** START DATA ROWS **

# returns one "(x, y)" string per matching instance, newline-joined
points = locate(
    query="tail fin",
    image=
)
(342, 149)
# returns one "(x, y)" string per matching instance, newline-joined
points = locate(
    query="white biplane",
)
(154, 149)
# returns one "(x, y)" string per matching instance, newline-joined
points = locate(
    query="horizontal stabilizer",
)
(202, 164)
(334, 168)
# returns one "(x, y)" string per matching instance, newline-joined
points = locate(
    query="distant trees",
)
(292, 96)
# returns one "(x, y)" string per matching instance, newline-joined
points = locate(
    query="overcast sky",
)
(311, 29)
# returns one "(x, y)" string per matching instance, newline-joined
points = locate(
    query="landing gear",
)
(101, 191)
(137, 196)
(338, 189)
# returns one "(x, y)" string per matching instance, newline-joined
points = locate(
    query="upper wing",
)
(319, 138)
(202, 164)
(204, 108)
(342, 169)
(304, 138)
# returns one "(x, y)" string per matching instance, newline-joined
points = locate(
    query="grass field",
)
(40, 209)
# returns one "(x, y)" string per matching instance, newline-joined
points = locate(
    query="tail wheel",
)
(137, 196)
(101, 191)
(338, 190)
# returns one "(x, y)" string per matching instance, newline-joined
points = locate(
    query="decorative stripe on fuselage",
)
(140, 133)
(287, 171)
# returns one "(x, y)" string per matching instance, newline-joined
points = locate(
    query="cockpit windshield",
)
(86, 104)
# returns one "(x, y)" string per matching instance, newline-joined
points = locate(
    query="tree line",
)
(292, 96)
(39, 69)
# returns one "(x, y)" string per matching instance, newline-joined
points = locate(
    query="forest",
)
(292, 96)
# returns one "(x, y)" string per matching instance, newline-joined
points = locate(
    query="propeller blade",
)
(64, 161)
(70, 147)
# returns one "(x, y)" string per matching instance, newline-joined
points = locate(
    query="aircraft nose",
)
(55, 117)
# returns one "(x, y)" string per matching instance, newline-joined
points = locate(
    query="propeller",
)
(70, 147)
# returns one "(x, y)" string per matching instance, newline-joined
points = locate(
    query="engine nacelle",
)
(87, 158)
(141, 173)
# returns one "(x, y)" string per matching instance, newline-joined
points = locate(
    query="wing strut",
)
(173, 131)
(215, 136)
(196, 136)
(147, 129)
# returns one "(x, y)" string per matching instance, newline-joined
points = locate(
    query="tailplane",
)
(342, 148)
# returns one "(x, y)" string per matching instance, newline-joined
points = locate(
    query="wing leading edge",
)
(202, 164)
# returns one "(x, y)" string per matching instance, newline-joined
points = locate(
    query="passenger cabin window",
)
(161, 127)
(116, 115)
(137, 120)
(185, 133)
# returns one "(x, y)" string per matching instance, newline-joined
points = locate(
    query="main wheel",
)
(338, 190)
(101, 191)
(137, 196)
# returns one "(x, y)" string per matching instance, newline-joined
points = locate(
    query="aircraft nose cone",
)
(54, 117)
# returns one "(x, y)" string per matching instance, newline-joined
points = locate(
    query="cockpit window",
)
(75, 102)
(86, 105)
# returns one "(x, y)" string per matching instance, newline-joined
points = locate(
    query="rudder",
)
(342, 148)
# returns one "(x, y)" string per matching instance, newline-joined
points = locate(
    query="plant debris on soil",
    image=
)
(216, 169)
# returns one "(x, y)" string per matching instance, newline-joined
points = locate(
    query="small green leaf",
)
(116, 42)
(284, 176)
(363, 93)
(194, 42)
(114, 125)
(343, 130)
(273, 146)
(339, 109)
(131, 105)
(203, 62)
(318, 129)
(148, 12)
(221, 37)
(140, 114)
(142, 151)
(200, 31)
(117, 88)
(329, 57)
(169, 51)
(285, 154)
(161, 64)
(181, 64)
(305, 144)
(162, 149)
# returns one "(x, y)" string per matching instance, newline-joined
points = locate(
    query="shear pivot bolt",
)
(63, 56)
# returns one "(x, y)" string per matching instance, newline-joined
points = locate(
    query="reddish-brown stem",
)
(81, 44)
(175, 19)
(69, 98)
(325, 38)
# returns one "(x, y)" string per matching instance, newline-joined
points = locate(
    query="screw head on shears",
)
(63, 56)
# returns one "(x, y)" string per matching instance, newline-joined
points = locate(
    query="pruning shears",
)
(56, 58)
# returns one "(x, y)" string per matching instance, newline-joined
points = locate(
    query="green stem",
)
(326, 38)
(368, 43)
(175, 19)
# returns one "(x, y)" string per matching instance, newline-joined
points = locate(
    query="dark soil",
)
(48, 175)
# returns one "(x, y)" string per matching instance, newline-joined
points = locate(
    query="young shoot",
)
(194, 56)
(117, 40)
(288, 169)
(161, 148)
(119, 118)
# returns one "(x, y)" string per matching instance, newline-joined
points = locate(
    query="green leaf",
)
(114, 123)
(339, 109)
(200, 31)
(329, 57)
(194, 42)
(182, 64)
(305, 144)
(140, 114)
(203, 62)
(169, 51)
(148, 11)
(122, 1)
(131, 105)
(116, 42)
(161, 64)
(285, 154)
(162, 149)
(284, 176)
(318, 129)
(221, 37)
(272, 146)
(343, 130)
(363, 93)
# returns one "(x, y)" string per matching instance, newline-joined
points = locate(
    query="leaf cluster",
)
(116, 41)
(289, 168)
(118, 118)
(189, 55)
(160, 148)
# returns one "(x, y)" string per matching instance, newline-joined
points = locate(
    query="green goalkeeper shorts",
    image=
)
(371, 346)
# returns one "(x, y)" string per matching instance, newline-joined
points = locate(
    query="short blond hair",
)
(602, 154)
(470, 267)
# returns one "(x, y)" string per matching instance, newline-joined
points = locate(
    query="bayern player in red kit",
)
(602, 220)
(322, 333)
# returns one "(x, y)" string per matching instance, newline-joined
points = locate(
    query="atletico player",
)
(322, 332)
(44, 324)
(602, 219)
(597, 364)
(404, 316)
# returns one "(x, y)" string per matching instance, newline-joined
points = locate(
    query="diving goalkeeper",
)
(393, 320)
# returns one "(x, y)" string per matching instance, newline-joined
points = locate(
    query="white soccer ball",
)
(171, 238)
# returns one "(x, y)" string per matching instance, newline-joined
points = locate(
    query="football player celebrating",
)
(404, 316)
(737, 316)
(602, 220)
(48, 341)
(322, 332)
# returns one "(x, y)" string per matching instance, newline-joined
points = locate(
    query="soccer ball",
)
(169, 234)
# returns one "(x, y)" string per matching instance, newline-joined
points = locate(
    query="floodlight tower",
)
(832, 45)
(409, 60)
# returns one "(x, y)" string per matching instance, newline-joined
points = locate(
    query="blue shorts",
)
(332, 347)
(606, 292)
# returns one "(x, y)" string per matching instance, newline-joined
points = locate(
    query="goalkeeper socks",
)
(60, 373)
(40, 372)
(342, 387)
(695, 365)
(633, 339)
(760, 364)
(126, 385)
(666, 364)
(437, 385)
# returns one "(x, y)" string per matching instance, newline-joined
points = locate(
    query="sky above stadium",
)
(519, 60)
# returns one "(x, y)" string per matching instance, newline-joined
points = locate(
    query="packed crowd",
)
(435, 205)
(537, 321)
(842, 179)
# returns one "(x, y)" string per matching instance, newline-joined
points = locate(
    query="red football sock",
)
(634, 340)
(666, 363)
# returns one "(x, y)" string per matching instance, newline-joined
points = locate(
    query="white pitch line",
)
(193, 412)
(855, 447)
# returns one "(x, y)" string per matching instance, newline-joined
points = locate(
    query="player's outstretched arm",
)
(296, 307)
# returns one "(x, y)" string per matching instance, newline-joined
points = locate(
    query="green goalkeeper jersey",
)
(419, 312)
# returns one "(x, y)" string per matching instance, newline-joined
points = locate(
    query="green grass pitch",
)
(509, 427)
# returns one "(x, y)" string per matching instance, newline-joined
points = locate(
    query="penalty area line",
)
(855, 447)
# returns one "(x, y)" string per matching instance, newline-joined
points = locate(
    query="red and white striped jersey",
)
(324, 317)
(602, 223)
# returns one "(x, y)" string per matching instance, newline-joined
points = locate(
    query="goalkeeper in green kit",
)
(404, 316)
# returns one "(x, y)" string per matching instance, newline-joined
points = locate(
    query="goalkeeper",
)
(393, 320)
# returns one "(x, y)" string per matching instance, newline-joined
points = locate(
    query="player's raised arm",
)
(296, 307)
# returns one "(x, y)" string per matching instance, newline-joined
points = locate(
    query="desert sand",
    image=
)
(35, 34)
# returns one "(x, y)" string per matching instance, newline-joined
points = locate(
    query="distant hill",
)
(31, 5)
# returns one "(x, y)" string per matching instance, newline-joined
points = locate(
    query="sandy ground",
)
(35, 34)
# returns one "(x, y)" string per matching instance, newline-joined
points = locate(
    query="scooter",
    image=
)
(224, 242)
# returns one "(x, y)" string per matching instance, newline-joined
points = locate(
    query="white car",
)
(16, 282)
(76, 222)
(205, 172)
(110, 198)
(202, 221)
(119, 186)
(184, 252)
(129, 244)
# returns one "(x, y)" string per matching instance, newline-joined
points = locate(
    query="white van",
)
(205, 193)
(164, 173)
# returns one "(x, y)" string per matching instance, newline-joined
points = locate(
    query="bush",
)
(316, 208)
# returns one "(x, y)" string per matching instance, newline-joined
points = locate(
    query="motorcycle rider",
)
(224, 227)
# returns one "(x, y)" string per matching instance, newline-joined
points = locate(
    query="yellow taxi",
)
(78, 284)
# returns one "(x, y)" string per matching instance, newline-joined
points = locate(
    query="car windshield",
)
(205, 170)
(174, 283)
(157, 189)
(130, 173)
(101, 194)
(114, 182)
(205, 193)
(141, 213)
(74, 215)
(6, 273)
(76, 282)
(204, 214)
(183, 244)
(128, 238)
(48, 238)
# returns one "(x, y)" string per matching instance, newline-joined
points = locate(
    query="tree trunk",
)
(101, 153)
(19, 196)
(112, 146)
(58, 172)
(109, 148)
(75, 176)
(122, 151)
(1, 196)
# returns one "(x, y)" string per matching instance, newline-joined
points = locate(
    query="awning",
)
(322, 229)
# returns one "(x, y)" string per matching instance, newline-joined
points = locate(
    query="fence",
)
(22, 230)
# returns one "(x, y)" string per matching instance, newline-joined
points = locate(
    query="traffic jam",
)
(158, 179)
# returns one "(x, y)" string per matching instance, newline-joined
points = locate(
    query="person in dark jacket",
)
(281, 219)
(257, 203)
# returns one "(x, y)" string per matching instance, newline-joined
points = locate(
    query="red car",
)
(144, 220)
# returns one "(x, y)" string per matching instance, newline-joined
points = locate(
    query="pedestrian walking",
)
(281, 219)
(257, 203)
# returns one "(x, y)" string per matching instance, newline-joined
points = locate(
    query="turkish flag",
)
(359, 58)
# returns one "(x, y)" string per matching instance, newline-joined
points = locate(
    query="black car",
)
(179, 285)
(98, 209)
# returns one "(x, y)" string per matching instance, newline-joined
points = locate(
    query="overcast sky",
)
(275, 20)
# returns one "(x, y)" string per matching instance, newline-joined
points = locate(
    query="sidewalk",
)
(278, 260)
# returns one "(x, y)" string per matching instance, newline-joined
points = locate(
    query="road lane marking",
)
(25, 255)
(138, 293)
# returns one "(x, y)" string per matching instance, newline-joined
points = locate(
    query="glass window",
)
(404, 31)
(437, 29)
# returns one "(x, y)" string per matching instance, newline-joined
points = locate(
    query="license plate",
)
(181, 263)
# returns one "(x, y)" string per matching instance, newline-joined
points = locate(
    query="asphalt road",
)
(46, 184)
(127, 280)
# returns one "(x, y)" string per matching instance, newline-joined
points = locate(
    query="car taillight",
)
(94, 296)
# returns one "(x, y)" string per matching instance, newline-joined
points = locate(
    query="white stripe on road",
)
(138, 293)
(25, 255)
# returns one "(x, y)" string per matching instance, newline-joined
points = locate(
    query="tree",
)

** END DATA ROWS **

TASK TO CARRY OUT: Find every line in the material above that contains the word "shears", and copy each of those lines. Case counts.

ANSWER TO THE PROBLEM:
    query="screw head on shears",
    query="pruning shears",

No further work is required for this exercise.